▶ [Data section]:
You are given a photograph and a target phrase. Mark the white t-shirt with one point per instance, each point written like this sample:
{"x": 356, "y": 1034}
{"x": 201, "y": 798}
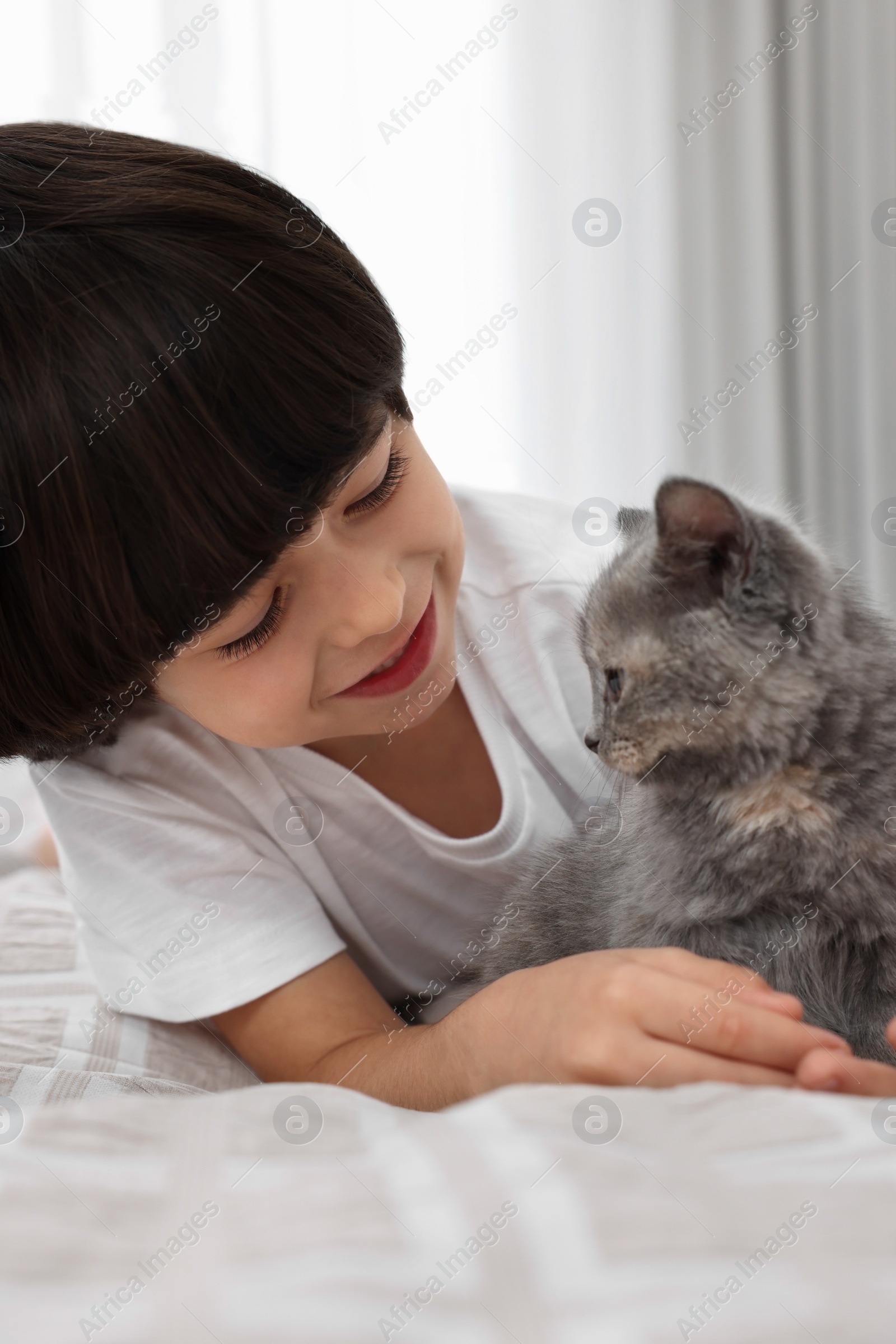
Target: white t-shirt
{"x": 200, "y": 890}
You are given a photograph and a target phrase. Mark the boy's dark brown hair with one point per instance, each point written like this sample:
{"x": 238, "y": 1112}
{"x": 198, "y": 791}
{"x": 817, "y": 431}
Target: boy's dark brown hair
{"x": 190, "y": 361}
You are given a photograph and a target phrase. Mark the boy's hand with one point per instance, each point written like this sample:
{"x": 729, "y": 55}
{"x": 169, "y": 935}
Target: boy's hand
{"x": 821, "y": 1072}
{"x": 659, "y": 1016}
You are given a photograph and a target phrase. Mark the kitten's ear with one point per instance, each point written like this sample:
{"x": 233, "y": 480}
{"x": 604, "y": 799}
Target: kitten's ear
{"x": 702, "y": 533}
{"x": 632, "y": 520}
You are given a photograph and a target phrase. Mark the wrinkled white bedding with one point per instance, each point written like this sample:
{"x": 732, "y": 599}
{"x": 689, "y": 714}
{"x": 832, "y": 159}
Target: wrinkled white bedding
{"x": 318, "y": 1242}
{"x": 499, "y": 1214}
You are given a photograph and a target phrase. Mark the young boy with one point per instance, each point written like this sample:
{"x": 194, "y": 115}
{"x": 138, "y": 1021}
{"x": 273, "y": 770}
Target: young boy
{"x": 292, "y": 738}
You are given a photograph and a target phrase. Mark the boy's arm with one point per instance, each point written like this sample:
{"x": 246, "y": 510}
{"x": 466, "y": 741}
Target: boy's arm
{"x": 609, "y": 1018}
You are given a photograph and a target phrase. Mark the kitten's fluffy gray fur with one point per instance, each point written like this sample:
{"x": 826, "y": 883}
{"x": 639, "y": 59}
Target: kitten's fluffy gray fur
{"x": 758, "y": 824}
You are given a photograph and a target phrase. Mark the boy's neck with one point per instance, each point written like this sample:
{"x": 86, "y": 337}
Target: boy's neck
{"x": 438, "y": 772}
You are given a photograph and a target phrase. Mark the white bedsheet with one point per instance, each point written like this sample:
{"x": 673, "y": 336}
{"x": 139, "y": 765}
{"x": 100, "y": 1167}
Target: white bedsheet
{"x": 318, "y": 1241}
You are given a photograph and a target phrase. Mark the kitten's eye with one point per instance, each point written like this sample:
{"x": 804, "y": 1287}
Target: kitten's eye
{"x": 615, "y": 681}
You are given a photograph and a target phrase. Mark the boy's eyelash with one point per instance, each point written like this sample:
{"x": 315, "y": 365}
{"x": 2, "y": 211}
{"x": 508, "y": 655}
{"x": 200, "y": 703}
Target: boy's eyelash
{"x": 262, "y": 632}
{"x": 388, "y": 487}
{"x": 270, "y": 620}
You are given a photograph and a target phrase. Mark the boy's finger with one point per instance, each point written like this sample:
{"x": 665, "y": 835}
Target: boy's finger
{"x": 680, "y": 1065}
{"x": 708, "y": 971}
{"x": 675, "y": 1011}
{"x": 821, "y": 1070}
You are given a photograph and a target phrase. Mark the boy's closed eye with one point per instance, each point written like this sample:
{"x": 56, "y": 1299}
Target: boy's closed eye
{"x": 376, "y": 496}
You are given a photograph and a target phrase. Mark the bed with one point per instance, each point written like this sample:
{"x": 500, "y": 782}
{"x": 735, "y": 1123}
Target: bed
{"x": 155, "y": 1191}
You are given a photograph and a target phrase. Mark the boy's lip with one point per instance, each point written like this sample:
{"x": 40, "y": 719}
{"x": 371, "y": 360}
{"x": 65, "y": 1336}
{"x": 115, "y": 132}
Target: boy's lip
{"x": 414, "y": 658}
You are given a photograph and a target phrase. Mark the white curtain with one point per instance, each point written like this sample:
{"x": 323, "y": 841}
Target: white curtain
{"x": 590, "y": 352}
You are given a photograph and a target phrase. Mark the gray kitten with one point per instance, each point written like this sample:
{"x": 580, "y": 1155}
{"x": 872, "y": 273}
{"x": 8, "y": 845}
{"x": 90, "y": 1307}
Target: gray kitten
{"x": 749, "y": 698}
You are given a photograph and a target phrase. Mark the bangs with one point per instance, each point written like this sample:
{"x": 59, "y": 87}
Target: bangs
{"x": 179, "y": 382}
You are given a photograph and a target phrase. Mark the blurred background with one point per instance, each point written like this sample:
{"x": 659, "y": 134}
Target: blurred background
{"x": 682, "y": 216}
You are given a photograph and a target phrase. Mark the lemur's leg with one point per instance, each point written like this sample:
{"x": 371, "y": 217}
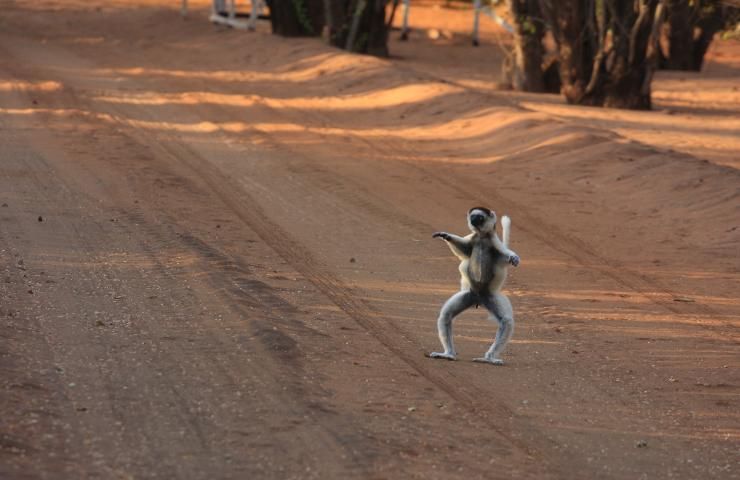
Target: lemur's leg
{"x": 452, "y": 307}
{"x": 500, "y": 308}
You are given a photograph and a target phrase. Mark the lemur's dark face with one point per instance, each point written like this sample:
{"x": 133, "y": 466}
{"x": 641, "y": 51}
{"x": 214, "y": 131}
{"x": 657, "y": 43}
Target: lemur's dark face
{"x": 481, "y": 219}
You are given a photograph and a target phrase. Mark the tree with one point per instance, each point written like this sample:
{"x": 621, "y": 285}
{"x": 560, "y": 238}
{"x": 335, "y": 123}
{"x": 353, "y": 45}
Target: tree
{"x": 358, "y": 25}
{"x": 526, "y": 65}
{"x": 603, "y": 49}
{"x": 690, "y": 28}
{"x": 354, "y": 25}
{"x": 296, "y": 18}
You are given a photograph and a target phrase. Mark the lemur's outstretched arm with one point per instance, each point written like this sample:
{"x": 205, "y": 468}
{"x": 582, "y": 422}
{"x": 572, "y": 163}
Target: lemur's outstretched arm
{"x": 460, "y": 246}
{"x": 509, "y": 254}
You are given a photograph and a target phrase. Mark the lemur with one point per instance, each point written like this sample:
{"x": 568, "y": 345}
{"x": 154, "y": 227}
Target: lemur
{"x": 484, "y": 261}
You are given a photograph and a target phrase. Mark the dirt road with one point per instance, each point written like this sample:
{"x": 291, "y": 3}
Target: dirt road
{"x": 216, "y": 263}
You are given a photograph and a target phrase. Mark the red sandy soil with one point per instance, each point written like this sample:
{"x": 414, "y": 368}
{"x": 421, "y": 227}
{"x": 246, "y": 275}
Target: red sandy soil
{"x": 216, "y": 258}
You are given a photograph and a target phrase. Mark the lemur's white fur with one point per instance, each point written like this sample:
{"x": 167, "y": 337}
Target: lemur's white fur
{"x": 493, "y": 257}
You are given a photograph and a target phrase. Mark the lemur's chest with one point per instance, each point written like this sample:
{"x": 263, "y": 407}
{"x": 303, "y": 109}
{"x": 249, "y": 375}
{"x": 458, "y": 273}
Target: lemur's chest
{"x": 481, "y": 267}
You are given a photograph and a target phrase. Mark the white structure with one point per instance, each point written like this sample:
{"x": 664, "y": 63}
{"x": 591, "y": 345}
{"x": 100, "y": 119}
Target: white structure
{"x": 478, "y": 8}
{"x": 223, "y": 12}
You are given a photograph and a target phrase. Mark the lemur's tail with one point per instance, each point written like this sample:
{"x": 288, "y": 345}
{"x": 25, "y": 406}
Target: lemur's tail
{"x": 506, "y": 229}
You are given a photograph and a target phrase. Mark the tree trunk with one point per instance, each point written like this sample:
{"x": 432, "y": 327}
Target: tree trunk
{"x": 526, "y": 70}
{"x": 691, "y": 25}
{"x": 359, "y": 26}
{"x": 296, "y": 18}
{"x": 680, "y": 33}
{"x": 711, "y": 19}
{"x": 603, "y": 51}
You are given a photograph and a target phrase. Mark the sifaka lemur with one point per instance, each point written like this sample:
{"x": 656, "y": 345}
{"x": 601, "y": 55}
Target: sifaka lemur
{"x": 484, "y": 261}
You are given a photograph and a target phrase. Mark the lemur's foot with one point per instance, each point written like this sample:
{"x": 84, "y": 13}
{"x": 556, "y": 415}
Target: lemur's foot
{"x": 492, "y": 361}
{"x": 445, "y": 356}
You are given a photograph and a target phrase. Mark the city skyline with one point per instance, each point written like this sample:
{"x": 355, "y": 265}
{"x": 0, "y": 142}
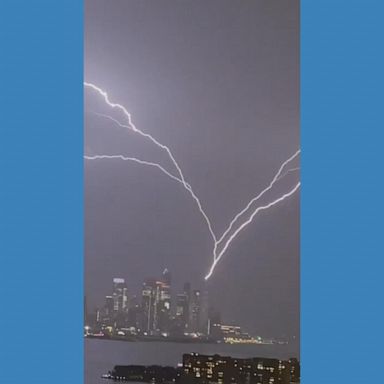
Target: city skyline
{"x": 226, "y": 103}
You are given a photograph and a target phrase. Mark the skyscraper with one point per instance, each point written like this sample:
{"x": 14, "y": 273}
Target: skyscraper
{"x": 195, "y": 311}
{"x": 164, "y": 304}
{"x": 120, "y": 295}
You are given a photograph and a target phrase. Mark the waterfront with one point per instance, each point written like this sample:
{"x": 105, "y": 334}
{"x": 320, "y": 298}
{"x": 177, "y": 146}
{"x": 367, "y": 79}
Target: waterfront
{"x": 102, "y": 355}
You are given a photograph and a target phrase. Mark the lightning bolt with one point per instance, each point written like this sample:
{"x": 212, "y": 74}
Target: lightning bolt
{"x": 216, "y": 257}
{"x": 135, "y": 160}
{"x": 277, "y": 177}
{"x": 132, "y": 127}
{"x": 242, "y": 226}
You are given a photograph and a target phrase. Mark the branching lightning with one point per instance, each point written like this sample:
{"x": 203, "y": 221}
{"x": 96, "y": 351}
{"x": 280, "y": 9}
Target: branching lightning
{"x": 242, "y": 226}
{"x": 135, "y": 160}
{"x": 157, "y": 143}
{"x": 180, "y": 179}
{"x": 277, "y": 177}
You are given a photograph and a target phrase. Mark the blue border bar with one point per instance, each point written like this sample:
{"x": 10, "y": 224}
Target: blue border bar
{"x": 41, "y": 193}
{"x": 342, "y": 196}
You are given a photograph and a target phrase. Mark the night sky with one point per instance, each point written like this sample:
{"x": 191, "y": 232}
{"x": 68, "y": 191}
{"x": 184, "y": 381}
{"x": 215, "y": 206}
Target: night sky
{"x": 218, "y": 82}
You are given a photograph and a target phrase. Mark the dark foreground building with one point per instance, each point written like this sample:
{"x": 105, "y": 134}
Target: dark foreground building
{"x": 202, "y": 369}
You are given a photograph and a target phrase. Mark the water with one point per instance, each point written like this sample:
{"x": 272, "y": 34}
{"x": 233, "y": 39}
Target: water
{"x": 102, "y": 355}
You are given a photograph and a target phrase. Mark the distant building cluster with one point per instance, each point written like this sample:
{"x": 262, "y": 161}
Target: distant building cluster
{"x": 203, "y": 369}
{"x": 154, "y": 312}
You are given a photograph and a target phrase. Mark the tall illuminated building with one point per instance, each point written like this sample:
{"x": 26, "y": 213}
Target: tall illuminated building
{"x": 195, "y": 311}
{"x": 120, "y": 295}
{"x": 148, "y": 303}
{"x": 164, "y": 303}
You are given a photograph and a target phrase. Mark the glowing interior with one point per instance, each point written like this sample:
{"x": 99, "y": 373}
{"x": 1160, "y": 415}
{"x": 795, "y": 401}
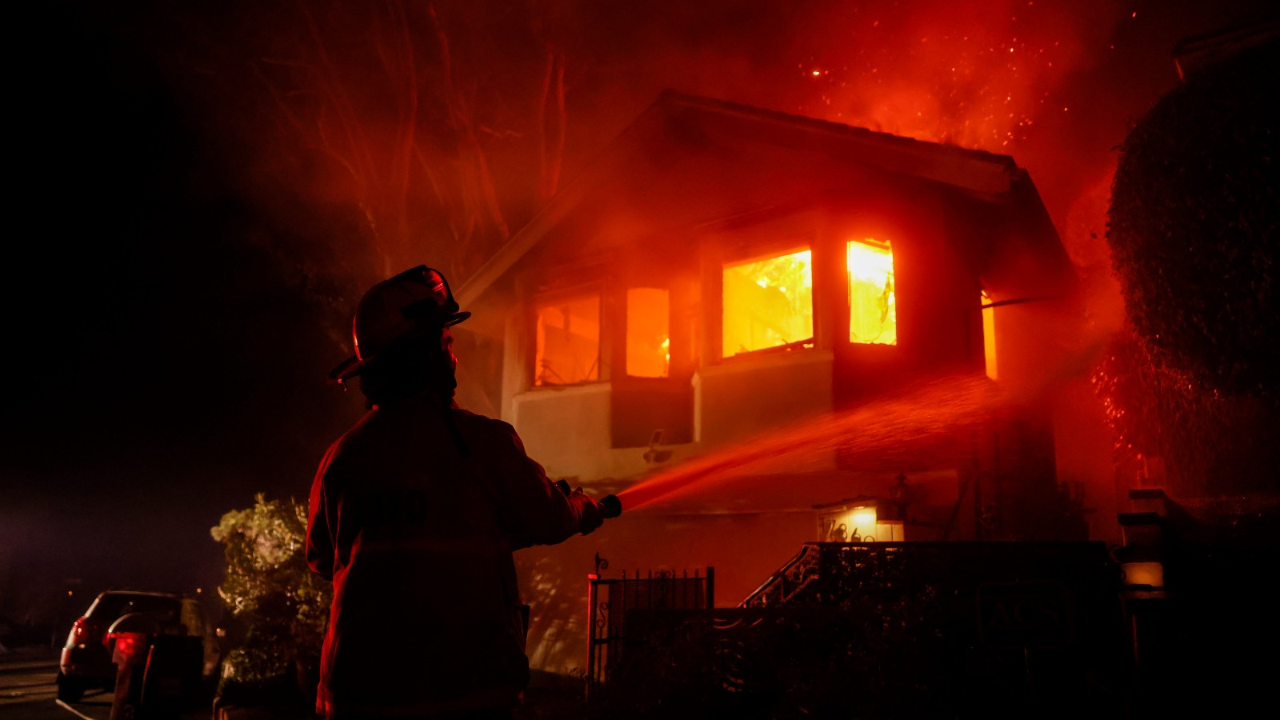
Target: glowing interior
{"x": 768, "y": 302}
{"x": 648, "y": 341}
{"x": 859, "y": 524}
{"x": 568, "y": 341}
{"x": 872, "y": 306}
{"x": 988, "y": 335}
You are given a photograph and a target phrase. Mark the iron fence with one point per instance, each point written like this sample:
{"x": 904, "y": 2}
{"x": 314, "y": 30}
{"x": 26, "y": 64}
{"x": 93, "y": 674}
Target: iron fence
{"x": 611, "y": 601}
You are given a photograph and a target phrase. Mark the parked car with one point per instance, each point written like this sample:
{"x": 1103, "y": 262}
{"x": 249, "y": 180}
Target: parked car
{"x": 86, "y": 659}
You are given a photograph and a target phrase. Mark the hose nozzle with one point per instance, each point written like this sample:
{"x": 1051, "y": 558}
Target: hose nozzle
{"x": 611, "y": 506}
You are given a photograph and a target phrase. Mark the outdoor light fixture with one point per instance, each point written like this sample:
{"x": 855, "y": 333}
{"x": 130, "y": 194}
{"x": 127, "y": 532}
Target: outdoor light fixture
{"x": 1141, "y": 556}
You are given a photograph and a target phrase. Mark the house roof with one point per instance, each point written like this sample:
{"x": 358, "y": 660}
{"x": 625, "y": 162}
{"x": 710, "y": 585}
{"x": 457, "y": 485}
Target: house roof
{"x": 705, "y": 119}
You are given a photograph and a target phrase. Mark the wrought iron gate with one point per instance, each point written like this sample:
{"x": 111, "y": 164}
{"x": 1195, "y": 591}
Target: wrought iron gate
{"x": 609, "y": 601}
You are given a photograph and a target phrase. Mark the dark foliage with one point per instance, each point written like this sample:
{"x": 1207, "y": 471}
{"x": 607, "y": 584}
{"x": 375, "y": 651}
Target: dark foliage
{"x": 1208, "y": 441}
{"x": 1193, "y": 224}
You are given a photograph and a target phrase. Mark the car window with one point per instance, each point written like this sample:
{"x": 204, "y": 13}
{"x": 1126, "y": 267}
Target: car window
{"x": 110, "y": 607}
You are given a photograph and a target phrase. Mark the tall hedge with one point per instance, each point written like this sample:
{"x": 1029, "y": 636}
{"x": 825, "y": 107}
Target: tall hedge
{"x": 1193, "y": 224}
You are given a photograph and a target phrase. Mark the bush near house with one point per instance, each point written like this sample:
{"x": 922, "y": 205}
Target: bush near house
{"x": 1194, "y": 232}
{"x": 1194, "y": 224}
{"x": 279, "y": 607}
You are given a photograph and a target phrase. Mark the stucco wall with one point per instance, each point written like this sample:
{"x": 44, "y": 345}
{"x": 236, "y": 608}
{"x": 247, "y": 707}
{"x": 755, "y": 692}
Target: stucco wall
{"x": 745, "y": 396}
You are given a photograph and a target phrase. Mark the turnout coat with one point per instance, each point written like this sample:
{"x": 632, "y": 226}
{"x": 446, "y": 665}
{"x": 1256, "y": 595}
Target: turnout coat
{"x": 415, "y": 523}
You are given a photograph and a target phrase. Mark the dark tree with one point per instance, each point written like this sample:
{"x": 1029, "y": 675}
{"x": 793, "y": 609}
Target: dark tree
{"x": 1193, "y": 224}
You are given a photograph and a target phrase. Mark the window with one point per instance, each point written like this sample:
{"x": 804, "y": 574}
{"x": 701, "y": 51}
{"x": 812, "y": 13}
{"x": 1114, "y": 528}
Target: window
{"x": 872, "y": 305}
{"x": 988, "y": 335}
{"x": 768, "y": 302}
{"x": 648, "y": 338}
{"x": 568, "y": 341}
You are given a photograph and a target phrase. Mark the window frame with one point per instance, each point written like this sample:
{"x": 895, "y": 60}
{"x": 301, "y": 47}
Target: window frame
{"x": 748, "y": 251}
{"x": 560, "y": 295}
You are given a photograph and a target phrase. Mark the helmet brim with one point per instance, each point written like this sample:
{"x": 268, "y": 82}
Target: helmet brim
{"x": 353, "y": 365}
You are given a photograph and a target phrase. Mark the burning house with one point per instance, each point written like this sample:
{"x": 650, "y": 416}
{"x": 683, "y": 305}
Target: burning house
{"x": 721, "y": 273}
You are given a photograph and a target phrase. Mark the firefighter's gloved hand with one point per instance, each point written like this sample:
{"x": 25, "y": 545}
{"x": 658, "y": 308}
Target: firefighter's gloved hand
{"x": 589, "y": 511}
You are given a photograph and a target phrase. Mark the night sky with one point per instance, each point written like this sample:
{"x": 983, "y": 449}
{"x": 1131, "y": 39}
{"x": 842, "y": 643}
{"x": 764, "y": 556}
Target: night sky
{"x": 192, "y": 220}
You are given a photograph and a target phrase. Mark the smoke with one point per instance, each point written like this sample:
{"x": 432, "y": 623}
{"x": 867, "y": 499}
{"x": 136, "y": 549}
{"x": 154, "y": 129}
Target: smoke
{"x": 432, "y": 132}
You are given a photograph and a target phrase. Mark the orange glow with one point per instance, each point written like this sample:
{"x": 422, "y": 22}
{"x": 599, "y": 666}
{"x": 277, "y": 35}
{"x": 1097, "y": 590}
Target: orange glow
{"x": 988, "y": 335}
{"x": 568, "y": 341}
{"x": 872, "y": 302}
{"x": 858, "y": 524}
{"x": 768, "y": 302}
{"x": 648, "y": 342}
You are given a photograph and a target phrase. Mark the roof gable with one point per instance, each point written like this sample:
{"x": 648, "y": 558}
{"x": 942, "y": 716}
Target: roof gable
{"x": 682, "y": 122}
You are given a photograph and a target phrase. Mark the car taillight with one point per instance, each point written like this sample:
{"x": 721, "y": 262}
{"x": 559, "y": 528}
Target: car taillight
{"x": 78, "y": 630}
{"x": 128, "y": 646}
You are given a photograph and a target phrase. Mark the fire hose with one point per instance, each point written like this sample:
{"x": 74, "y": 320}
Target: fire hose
{"x": 609, "y": 505}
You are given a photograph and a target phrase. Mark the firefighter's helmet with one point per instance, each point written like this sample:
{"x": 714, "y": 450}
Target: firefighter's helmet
{"x": 407, "y": 305}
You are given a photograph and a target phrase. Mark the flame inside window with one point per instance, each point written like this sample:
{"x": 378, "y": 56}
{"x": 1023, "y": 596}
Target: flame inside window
{"x": 768, "y": 302}
{"x": 568, "y": 341}
{"x": 988, "y": 335}
{"x": 872, "y": 305}
{"x": 648, "y": 342}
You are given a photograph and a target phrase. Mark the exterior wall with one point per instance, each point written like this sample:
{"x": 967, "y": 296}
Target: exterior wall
{"x": 749, "y": 395}
{"x": 568, "y": 431}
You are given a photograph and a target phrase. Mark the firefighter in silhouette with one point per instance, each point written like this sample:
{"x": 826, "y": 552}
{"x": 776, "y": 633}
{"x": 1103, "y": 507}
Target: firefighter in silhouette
{"x": 414, "y": 515}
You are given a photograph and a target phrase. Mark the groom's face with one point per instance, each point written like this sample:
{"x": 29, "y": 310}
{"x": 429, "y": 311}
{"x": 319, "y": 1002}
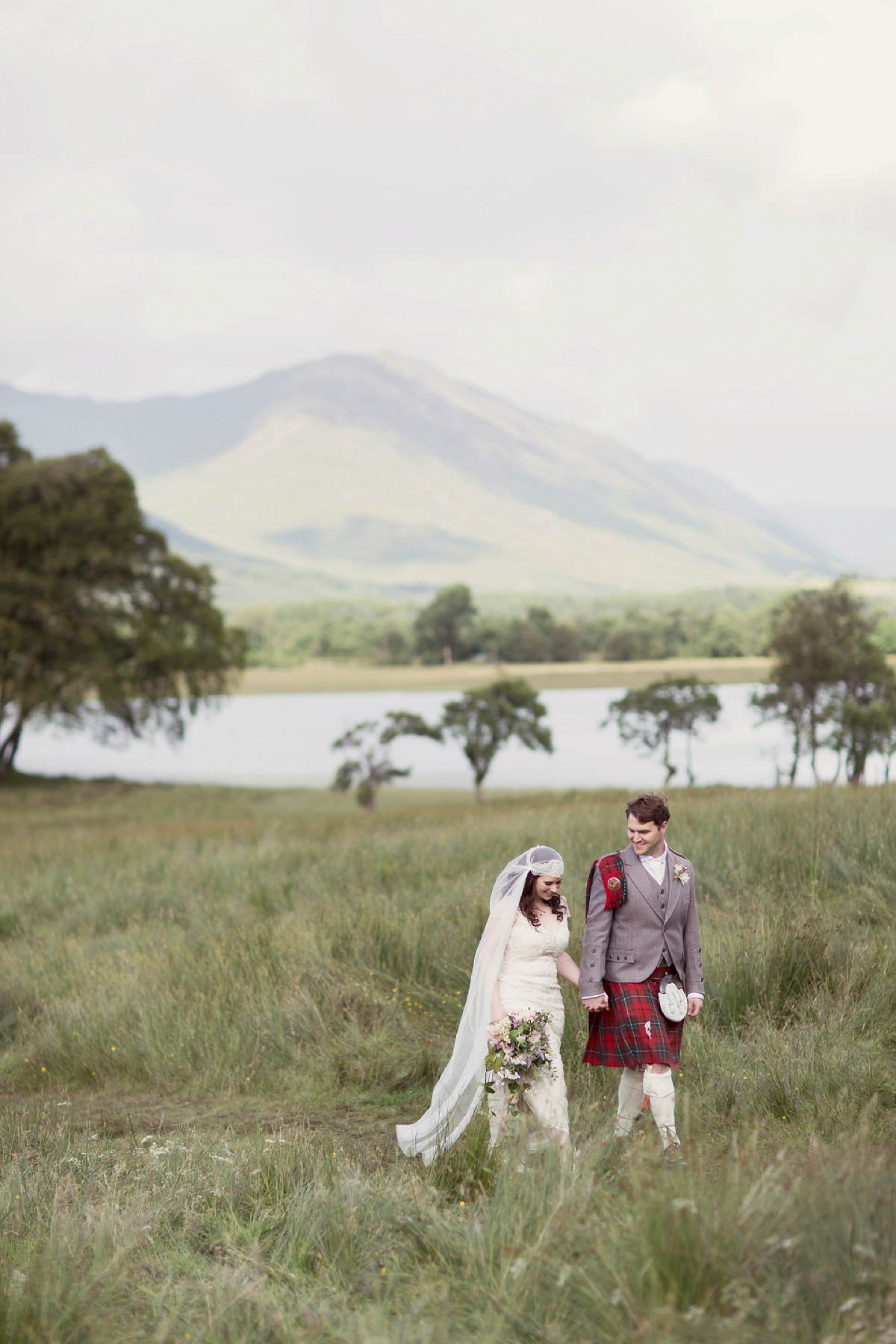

▶ [Written instruction]: Find every line in the rows above that contains the string "wrinkled" and copy each one, treating uppercase and lowercase letters as different.

▶ [Task result]:
You are given a photograph and a target phrase. Mark the wrinkled white bedding with one point per instance, each point written like this sample:
Target: wrinkled white bedding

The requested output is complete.